Выбранный отрывок
◇ ◇ ◇ ◇
Чугунная доска с жалованной Демидову грамотой, отлитая в 1727 г., также представляет интерес старины и хранится вместе с столом и прочими вещами в музее Демидовых, в Нижнем Тагиле, куда я в 9 часов вечера по железной дороге и направил свой путь.
Говорят, что по Уральской железной дороге ездит преимущественно деловой народ, т. е. служащие или торгующие в Приуральском крае. Действительно, путешественники здесь встречаются редко, хотя это одна из самых живописных дорог в России. Сначала по обе стороны пути видны леса, вспаханные поля и холмы, покрытые березой и елью, кое-где сверкают озера, но чем дальше, тех сильнее и резче начинает вступать в свои права горная природа. Вокруг все зелено, но уже кое-где заметны следы глины и плитняка, и худосочные деревья, ютящиеся по холмам на каменистой почве, становятся дымными, тощими и, не выдерживая бури, тут же падают и лежат в оврагах как трупы. Глядя на них, ожидаешь, что вот-вот прекратится сейчас и последняя зелень, омертвеет последняя былинка, и потянется сплошная долина серого мертвого камня.
◇ ◇ ◇ ◇
Исходные данные

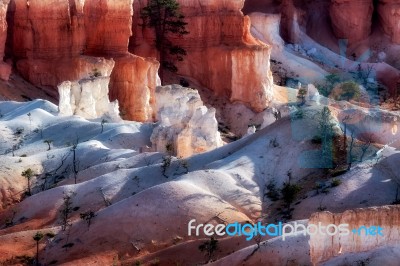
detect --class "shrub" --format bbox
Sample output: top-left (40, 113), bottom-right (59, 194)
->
top-left (311, 135), bottom-right (322, 144)
top-left (265, 180), bottom-right (279, 201)
top-left (334, 81), bottom-right (361, 101)
top-left (281, 183), bottom-right (301, 206)
top-left (331, 178), bottom-right (342, 187)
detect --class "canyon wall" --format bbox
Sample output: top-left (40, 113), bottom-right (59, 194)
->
top-left (0, 0), bottom-right (273, 121)
top-left (130, 0), bottom-right (273, 111)
top-left (8, 0), bottom-right (159, 121)
top-left (0, 0), bottom-right (11, 80)
top-left (330, 0), bottom-right (374, 43)
top-left (309, 205), bottom-right (400, 265)
top-left (58, 60), bottom-right (121, 122)
top-left (151, 85), bottom-right (222, 158)
top-left (378, 0), bottom-right (400, 44)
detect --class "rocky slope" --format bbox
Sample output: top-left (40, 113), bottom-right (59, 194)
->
top-left (0, 0), bottom-right (11, 80)
top-left (8, 0), bottom-right (159, 121)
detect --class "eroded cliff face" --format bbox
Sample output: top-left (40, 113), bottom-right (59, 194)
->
top-left (58, 59), bottom-right (121, 122)
top-left (378, 0), bottom-right (400, 44)
top-left (309, 205), bottom-right (400, 265)
top-left (9, 0), bottom-right (159, 121)
top-left (151, 85), bottom-right (222, 157)
top-left (0, 0), bottom-right (11, 80)
top-left (130, 0), bottom-right (273, 111)
top-left (330, 0), bottom-right (374, 43)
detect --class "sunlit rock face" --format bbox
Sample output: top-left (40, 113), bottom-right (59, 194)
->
top-left (0, 0), bottom-right (11, 80)
top-left (309, 205), bottom-right (400, 265)
top-left (9, 0), bottom-right (159, 121)
top-left (110, 54), bottom-right (161, 122)
top-left (151, 85), bottom-right (222, 157)
top-left (58, 61), bottom-right (121, 121)
top-left (329, 0), bottom-right (374, 43)
top-left (130, 0), bottom-right (273, 111)
top-left (378, 0), bottom-right (400, 44)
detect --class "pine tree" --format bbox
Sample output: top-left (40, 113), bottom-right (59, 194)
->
top-left (140, 0), bottom-right (189, 81)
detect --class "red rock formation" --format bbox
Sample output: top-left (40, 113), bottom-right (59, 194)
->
top-left (0, 0), bottom-right (11, 80)
top-left (280, 0), bottom-right (299, 43)
top-left (309, 205), bottom-right (400, 265)
top-left (110, 54), bottom-right (161, 121)
top-left (11, 0), bottom-right (159, 121)
top-left (378, 0), bottom-right (400, 44)
top-left (130, 0), bottom-right (272, 111)
top-left (330, 0), bottom-right (374, 43)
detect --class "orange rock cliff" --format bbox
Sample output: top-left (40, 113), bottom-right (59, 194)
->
top-left (131, 0), bottom-right (273, 111)
top-left (0, 0), bottom-right (273, 121)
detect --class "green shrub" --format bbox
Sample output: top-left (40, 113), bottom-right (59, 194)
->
top-left (331, 178), bottom-right (342, 187)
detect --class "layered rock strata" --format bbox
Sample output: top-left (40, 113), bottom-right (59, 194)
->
top-left (130, 0), bottom-right (273, 111)
top-left (58, 61), bottom-right (121, 122)
top-left (9, 0), bottom-right (159, 121)
top-left (0, 0), bottom-right (11, 80)
top-left (151, 85), bottom-right (222, 157)
top-left (329, 0), bottom-right (374, 43)
top-left (378, 0), bottom-right (400, 44)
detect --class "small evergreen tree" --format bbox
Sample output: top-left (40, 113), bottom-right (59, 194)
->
top-left (80, 210), bottom-right (96, 228)
top-left (318, 106), bottom-right (334, 168)
top-left (33, 232), bottom-right (43, 265)
top-left (199, 237), bottom-right (218, 263)
top-left (21, 168), bottom-right (34, 196)
top-left (140, 0), bottom-right (189, 81)
top-left (43, 139), bottom-right (53, 151)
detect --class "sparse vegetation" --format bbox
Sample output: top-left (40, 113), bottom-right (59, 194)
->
top-left (60, 192), bottom-right (76, 231)
top-left (140, 0), bottom-right (189, 81)
top-left (331, 178), bottom-right (342, 187)
top-left (161, 143), bottom-right (174, 178)
top-left (80, 210), bottom-right (96, 228)
top-left (33, 232), bottom-right (43, 265)
top-left (332, 81), bottom-right (361, 101)
top-left (281, 182), bottom-right (301, 208)
top-left (269, 137), bottom-right (279, 148)
top-left (43, 139), bottom-right (53, 151)
top-left (21, 168), bottom-right (35, 196)
top-left (101, 119), bottom-right (108, 133)
top-left (199, 237), bottom-right (218, 263)
top-left (318, 106), bottom-right (334, 168)
top-left (265, 180), bottom-right (280, 201)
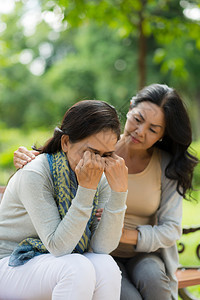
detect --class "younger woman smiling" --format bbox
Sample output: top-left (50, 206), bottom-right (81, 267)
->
top-left (14, 84), bottom-right (197, 300)
top-left (112, 84), bottom-right (197, 300)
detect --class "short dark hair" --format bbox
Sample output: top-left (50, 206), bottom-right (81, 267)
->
top-left (37, 100), bottom-right (120, 153)
top-left (130, 84), bottom-right (198, 197)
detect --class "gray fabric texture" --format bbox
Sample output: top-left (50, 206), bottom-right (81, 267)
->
top-left (0, 154), bottom-right (127, 258)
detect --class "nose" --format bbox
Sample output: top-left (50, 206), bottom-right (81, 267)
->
top-left (135, 124), bottom-right (145, 137)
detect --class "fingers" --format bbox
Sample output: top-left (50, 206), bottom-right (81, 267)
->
top-left (13, 147), bottom-right (38, 168)
top-left (95, 208), bottom-right (103, 222)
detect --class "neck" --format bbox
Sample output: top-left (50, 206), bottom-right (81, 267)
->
top-left (116, 135), bottom-right (153, 160)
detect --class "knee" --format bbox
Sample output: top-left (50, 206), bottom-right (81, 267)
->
top-left (56, 254), bottom-right (96, 284)
top-left (134, 258), bottom-right (169, 288)
top-left (89, 254), bottom-right (121, 285)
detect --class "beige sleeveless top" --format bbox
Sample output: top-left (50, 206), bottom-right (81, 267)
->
top-left (112, 148), bottom-right (161, 257)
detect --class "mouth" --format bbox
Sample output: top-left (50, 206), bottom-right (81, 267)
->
top-left (131, 135), bottom-right (141, 144)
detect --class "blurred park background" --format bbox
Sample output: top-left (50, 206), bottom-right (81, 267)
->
top-left (0, 0), bottom-right (200, 299)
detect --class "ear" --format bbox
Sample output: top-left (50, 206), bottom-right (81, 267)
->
top-left (61, 134), bottom-right (69, 152)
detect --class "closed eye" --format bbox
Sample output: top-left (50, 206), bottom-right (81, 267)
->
top-left (149, 128), bottom-right (157, 133)
top-left (134, 117), bottom-right (141, 123)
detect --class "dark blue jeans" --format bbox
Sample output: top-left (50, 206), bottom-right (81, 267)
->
top-left (114, 253), bottom-right (172, 300)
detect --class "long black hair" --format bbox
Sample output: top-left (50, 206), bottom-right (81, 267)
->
top-left (130, 84), bottom-right (198, 198)
top-left (34, 100), bottom-right (120, 153)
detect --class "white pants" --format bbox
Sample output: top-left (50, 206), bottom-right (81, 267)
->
top-left (0, 253), bottom-right (121, 300)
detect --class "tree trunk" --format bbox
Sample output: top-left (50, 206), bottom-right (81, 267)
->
top-left (138, 0), bottom-right (147, 89)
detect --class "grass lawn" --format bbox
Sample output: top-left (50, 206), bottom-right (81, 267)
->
top-left (179, 192), bottom-right (200, 299)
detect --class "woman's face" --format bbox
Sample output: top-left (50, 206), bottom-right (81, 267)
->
top-left (61, 130), bottom-right (117, 171)
top-left (124, 101), bottom-right (165, 150)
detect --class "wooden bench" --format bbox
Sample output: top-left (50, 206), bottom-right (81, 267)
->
top-left (0, 186), bottom-right (200, 300)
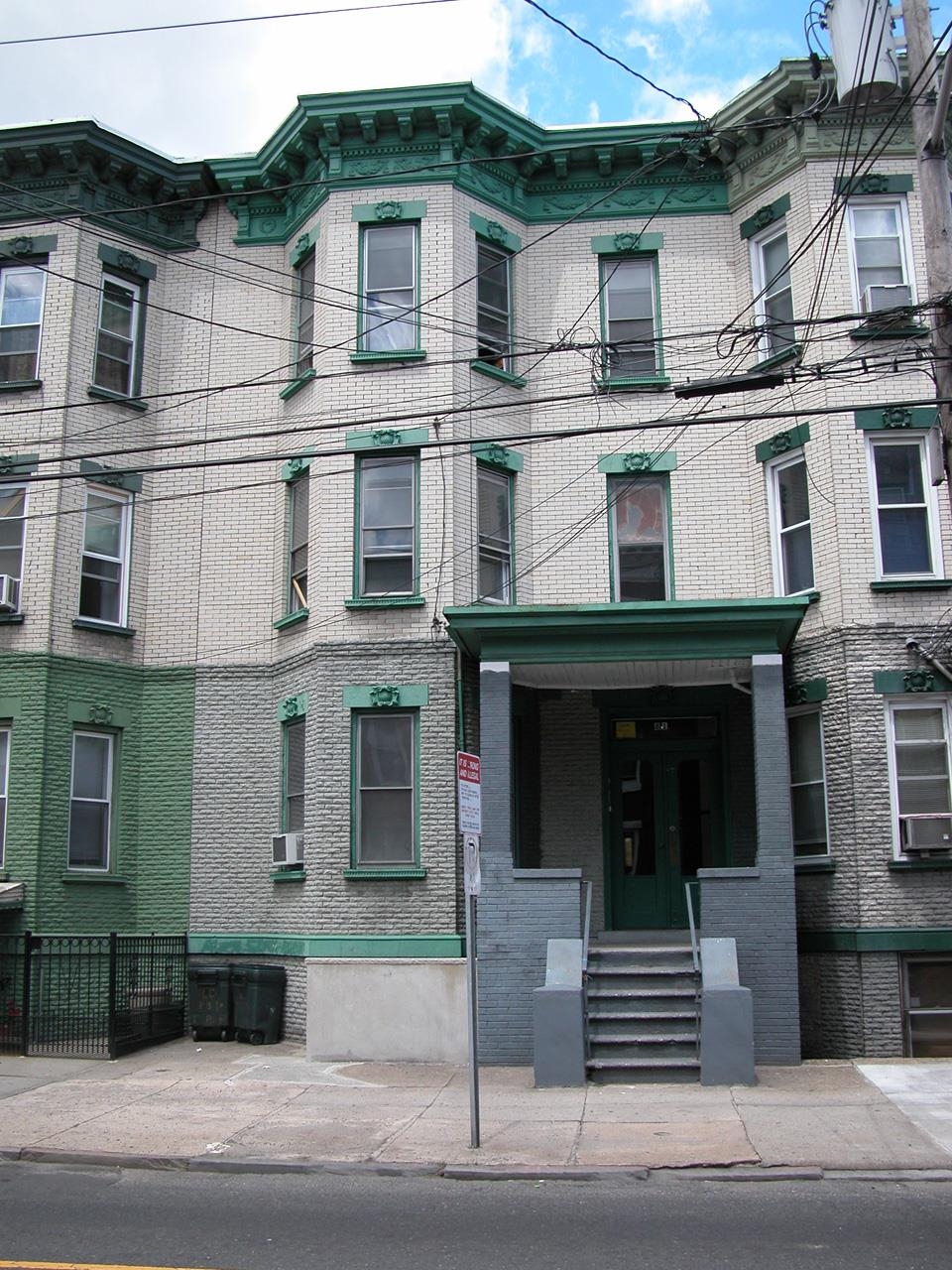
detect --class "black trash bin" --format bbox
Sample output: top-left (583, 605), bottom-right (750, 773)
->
top-left (231, 965), bottom-right (285, 1045)
top-left (187, 965), bottom-right (235, 1040)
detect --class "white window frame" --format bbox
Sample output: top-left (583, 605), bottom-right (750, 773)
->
top-left (0, 264), bottom-right (46, 384)
top-left (847, 194), bottom-right (915, 312)
top-left (0, 481), bottom-right (29, 612)
top-left (0, 724), bottom-right (13, 869)
top-left (78, 485), bottom-right (132, 626)
top-left (765, 448), bottom-right (816, 595)
top-left (866, 428), bottom-right (944, 581)
top-left (886, 693), bottom-right (952, 860)
top-left (66, 729), bottom-right (115, 872)
top-left (750, 221), bottom-right (796, 361)
top-left (476, 463), bottom-right (513, 604)
top-left (92, 271), bottom-right (142, 398)
top-left (787, 704), bottom-right (830, 861)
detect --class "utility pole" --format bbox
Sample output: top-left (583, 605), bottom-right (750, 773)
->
top-left (902, 0), bottom-right (952, 487)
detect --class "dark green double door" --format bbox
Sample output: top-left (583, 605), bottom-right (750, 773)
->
top-left (608, 739), bottom-right (722, 930)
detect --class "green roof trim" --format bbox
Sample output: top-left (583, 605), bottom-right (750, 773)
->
top-left (598, 449), bottom-right (678, 476)
top-left (591, 230), bottom-right (663, 255)
top-left (740, 194), bottom-right (789, 239)
top-left (470, 212), bottom-right (522, 251)
top-left (853, 405), bottom-right (938, 432)
top-left (443, 595), bottom-right (808, 664)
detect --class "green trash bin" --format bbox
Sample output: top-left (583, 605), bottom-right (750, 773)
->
top-left (187, 965), bottom-right (235, 1040)
top-left (231, 965), bottom-right (285, 1045)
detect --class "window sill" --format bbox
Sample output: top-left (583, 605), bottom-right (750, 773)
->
top-left (470, 357), bottom-right (526, 389)
top-left (271, 869), bottom-right (307, 881)
top-left (848, 321), bottom-right (929, 343)
top-left (350, 348), bottom-right (426, 366)
top-left (343, 865), bottom-right (426, 881)
top-left (86, 384), bottom-right (149, 413)
top-left (344, 595), bottom-right (426, 608)
top-left (72, 617), bottom-right (136, 639)
top-left (870, 577), bottom-right (952, 594)
top-left (0, 380), bottom-right (44, 393)
top-left (595, 375), bottom-right (671, 393)
top-left (272, 608), bottom-right (311, 631)
top-left (278, 369), bottom-right (317, 401)
top-left (60, 869), bottom-right (126, 886)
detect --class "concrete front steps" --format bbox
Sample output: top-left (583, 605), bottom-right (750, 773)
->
top-left (586, 933), bottom-right (701, 1084)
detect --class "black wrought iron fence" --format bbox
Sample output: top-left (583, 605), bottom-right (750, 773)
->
top-left (0, 931), bottom-right (186, 1058)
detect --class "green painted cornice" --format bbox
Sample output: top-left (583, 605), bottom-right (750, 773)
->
top-left (0, 119), bottom-right (214, 251)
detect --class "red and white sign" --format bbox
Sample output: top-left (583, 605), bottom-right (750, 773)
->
top-left (456, 749), bottom-right (482, 833)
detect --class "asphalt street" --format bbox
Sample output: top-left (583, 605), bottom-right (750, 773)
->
top-left (0, 1163), bottom-right (952, 1270)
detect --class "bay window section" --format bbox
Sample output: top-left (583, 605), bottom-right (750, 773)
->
top-left (68, 731), bottom-right (114, 870)
top-left (608, 476), bottom-right (670, 600)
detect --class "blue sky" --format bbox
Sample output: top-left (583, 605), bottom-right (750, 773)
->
top-left (0, 0), bottom-right (952, 158)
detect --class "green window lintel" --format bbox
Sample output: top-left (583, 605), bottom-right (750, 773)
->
top-left (470, 212), bottom-right (522, 251)
top-left (344, 684), bottom-right (430, 710)
top-left (99, 242), bottom-right (159, 282)
top-left (740, 194), bottom-right (789, 237)
top-left (598, 449), bottom-right (678, 476)
top-left (353, 198), bottom-right (426, 225)
top-left (754, 423), bottom-right (810, 463)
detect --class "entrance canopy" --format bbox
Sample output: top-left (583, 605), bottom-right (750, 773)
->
top-left (444, 595), bottom-right (808, 689)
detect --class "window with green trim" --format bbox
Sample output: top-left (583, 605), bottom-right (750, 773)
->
top-left (608, 476), bottom-right (670, 600)
top-left (92, 273), bottom-right (145, 396)
top-left (353, 710), bottom-right (417, 867)
top-left (787, 708), bottom-right (830, 856)
top-left (476, 463), bottom-right (513, 604)
top-left (0, 264), bottom-right (46, 384)
top-left (599, 255), bottom-right (660, 380)
top-left (359, 222), bottom-right (420, 353)
top-left (287, 468), bottom-right (311, 613)
top-left (281, 716), bottom-right (307, 833)
top-left (357, 453), bottom-right (418, 598)
top-left (295, 248), bottom-right (316, 376)
top-left (67, 731), bottom-right (115, 871)
top-left (476, 237), bottom-right (513, 372)
top-left (750, 221), bottom-right (796, 358)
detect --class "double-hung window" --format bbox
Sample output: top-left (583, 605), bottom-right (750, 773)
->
top-left (289, 468), bottom-right (311, 613)
top-left (295, 248), bottom-right (316, 377)
top-left (599, 257), bottom-right (660, 380)
top-left (0, 485), bottom-right (27, 612)
top-left (361, 222), bottom-right (420, 353)
top-left (92, 273), bottom-right (142, 396)
top-left (476, 463), bottom-right (513, 604)
top-left (608, 476), bottom-right (670, 600)
top-left (787, 708), bottom-right (830, 856)
top-left (78, 486), bottom-right (132, 626)
top-left (0, 264), bottom-right (46, 384)
top-left (354, 710), bottom-right (417, 867)
top-left (767, 449), bottom-right (813, 595)
top-left (888, 698), bottom-right (952, 854)
top-left (847, 198), bottom-right (915, 314)
top-left (869, 433), bottom-right (942, 577)
top-left (358, 454), bottom-right (417, 598)
top-left (750, 222), bottom-right (796, 358)
top-left (68, 731), bottom-right (115, 870)
top-left (476, 239), bottom-right (513, 371)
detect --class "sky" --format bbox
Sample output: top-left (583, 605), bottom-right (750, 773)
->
top-left (0, 0), bottom-right (952, 159)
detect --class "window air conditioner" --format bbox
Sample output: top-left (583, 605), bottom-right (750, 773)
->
top-left (898, 814), bottom-right (952, 856)
top-left (272, 833), bottom-right (304, 865)
top-left (0, 572), bottom-right (19, 613)
top-left (863, 283), bottom-right (912, 314)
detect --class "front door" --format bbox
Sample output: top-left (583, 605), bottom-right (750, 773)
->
top-left (609, 739), bottom-right (721, 930)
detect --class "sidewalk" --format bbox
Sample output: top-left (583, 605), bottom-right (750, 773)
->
top-left (0, 1040), bottom-right (952, 1180)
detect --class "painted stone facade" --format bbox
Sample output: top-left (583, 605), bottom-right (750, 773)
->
top-left (0, 63), bottom-right (952, 1061)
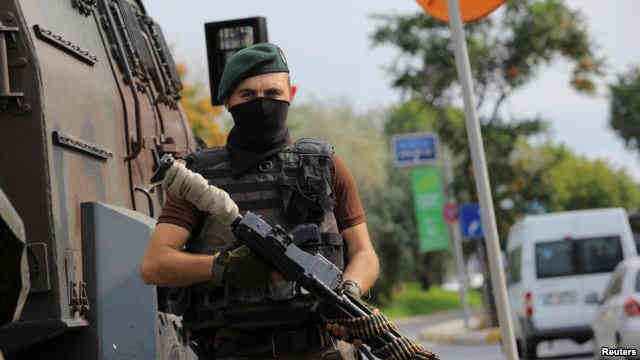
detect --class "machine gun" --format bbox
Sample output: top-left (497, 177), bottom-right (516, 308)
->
top-left (152, 154), bottom-right (438, 360)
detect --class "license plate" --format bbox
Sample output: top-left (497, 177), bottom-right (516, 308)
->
top-left (542, 291), bottom-right (578, 306)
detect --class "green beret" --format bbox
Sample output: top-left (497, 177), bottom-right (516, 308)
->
top-left (218, 43), bottom-right (289, 101)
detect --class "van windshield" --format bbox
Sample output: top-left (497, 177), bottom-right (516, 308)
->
top-left (536, 236), bottom-right (622, 279)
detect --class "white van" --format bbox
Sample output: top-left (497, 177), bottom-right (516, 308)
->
top-left (507, 208), bottom-right (637, 359)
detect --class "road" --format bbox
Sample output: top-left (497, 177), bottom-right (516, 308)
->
top-left (398, 312), bottom-right (593, 360)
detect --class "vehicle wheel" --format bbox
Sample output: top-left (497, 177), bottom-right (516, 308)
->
top-left (522, 339), bottom-right (538, 360)
top-left (516, 339), bottom-right (522, 357)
◇ ◇ ◇ ◇
Что требуется
[a] Покажите все строки из записей выше, в которых встречается слово «trash». Регистр букв учитывается.
[b] Продолжите, пожалуйста, путевой очерк о поездке по Уральской железной дороге, начиная сразу после его последней фразы.

Готовые ответы
[a]
detect --class "black trash bin" --format bbox
detect --class "green trash bin" --format bbox

[b]
Но нет, — перед глазами развертывается внезапно громадное поле, все усеянное синими, красными, белыми цветами, и где-нибудь блестит и вьется горная речка. То видишь почти под собою страшные овраги, за которыми далеко-далеко вырастают гигантские холмы, покрытые лесом, то внезапно встречаешь у самой дороги дикие стены разрубленной надвое скалы, в которую поезд проскальзывает как в ворота и мчится среди зловещих изуродованных камней, сажени в три или четыре ростом, — и снова, опять внезапно, выносится на необъятный простор, и снова вокруг все зелено, весело, девственно.
Большинство пассажиров нашего вагона, отъезжая вечером из Перми, просило взаимно друг друга разбудить их, когда начнется горный подъем повсюду только и речи было, не проспать бы Чусовую! На всякий случай предупредили кондуктора.
Около двух часов ночи, когда забрезжил рассвет, меня разбудил мой случайный попутчик и проговорил, указывая в окошко:
— Поглядите!
Отсюда, еще не доезжая станции Чусовской, начиналась прекрасная панорама Урала.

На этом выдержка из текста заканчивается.